- Passage provided:

Tesla stock might've made investors rich over the last few years, gaining more than 599.9% since late 2019, but 2022 has been a rough year for the company, with its shares losing slightly more than half their value amid a punishing bear market. In contrast, a little-known biotech called Catalyst Pharmaceuticals (CPRX -0.78%) gained 303% in 2022, and there's reason to believe that there's still plenty of upside to come. 

In fact, the company is ripe for a purchase, and there's reason to believe it might continue to smash Tesla's return in 2023 and beyond. Here's why. 

Entering new markets means more growth is likely on the way

Catalyst owns the license to sell a medicine named Firdapse, which treats Lambert-Eaton Myasthenic Syndrome (LEMS), a rare neurological illness that causes muscle weakness and difficulty in performing everyday functional movements like getting out of bed or walking up a flight of stairs without stumbling. Firdapse is the only medicine that's indicated specifically to treat LEMS, which makes it a first-line treatment by definition. And that means Catalyst has had the market for LEMS drugs largely to itself since Firdapse's launch in early 2019.

In the third quarter, its revenue rose by a shocking 59.3% year over year to reach $57.2 million, and its quarterly net income also popped by 144.4%. Firdapse is currently commercialized in the U.S. and Canada, and Japan is up next. Once the company has completed the confirmatory clinical trial requested by Japanese regulators, which is expected to be sometime next year, it'll almost certainly be able to enter the market there. And after hitting specific commercialization milestones in Japan, its licensing terms are expandable, paving the way to commercializing Firdapse in Asia and Latin America, too. 

In other words, there's a long runway of growth ahead, and it won't require highly risky research and development (R&D) work to get there, just the relatively safe process of replicating the results of prior studies to the satisfaction of regulators. What's more, management is also on the prowl for tempting acquisition targets to expand the company's rare disease portfolio. And with more than $256 million in cash and trailing-12-month free cash flow (FCF) of above $95 million, it has plenty of dry powder to do exactly that.

With an average valuation, this stock's bull run could easily continue

Surprisingly, Catalyst's stock isn't overpriced. Its price-to-earnings (P/E) ratio is just under 27.5, which is actually a touch lower than the biotechnology industry's average P/E of 28.6. That means there's very little downside risk of investors fleeing to businesses with more grounded valuations in the event of a major market disruption. Likewise, it means investors have the opportunity to somewhat inexpensively buy shares of a company that Wall Street analysts expect to experience faster-than-average growth over the next year, and perhaps even beyond.

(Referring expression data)
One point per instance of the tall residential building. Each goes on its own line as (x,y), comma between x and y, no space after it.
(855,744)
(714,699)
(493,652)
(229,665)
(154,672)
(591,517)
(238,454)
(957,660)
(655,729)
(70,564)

- Work task A: In the article on Catalyst Pharmaceuticals, how much did the company's third-quarter revenue rise year over year, and what total did it reach?
- Work task B: Using the article on Catalyst Pharmaceuticals, explain why the company's future growth is not expected to require highly risky research and development work.
- Work task C: Proceed with the article on Catalyst Pharmaceuticals, starting after its final sentence.

- Task answer A: Revenue rose 59.3% year over year to $57.2 million.

- Task answer B: Entering new markets such as Japan depends only on the relatively safe process of replicating the results of prior studies to satisfy regulators. In Japan's case, that means completing a confirmatory clinical trial requested by Japanese regulators.

- Task answer C:
And while comparisons between Catalyst and Tesla are unlikely to be very enlightening due to the dramatically different sizes and lines of business that the two are engaged in, the biotech has a solid chance of continuing its outperformance relative to the carmaker for one simple reason. Tesla's trailing-12-month revenue is $74.8 billion, a sum that's many times the size of Catalyst's top line. It's much easier for Catalyst to grow from management's estimate of $205 million in sales this year to reach $250 million next year, as analysts are expecting, than it is to add the billions and billions of revenue that Tesla would need to grow by the same proportion. Smaller companies have an easier time expanding, especially when there's plenty of low-hanging fruit available from entering new markets.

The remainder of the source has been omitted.